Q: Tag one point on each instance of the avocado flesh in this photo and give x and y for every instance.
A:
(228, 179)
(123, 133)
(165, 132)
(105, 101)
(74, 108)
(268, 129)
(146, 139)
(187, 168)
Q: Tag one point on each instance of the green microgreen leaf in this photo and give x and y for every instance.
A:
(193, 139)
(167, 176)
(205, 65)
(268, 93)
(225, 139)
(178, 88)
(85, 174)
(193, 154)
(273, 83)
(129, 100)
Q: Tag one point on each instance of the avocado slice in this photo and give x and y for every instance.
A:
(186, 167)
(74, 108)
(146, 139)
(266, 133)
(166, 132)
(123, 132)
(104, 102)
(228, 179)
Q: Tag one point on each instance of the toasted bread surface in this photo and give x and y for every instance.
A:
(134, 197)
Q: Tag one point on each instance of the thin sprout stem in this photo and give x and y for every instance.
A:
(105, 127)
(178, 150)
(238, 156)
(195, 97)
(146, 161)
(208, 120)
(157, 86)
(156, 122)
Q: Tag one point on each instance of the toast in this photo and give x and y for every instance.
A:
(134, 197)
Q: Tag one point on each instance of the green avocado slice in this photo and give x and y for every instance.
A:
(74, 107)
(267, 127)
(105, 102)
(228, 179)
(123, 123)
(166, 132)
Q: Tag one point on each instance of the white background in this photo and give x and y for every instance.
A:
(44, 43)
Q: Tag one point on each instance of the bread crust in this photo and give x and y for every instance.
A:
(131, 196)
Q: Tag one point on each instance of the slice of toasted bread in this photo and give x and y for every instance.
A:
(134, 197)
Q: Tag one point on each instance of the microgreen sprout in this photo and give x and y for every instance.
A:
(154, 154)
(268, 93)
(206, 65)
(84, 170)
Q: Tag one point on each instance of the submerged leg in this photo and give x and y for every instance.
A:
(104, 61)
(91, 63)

------------------------

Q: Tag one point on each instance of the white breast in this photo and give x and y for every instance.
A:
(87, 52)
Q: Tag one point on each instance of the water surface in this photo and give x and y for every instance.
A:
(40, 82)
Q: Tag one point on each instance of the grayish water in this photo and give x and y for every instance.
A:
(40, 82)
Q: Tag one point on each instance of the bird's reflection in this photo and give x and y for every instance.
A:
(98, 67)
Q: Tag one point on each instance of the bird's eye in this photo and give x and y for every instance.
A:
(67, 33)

------------------------

• [Instructions to follow]: Which lines of the material above contain the string "bird"? Copy out each of those lines in full, treating uppercase and lowercase as different.

• [Response to this exercise]:
Q: Tag one point on each instance of the bird's reflection in this photo and give x and y for every instance.
Q: Tag one point on each instance of the bird's eye in this photo and give x and y for every instance.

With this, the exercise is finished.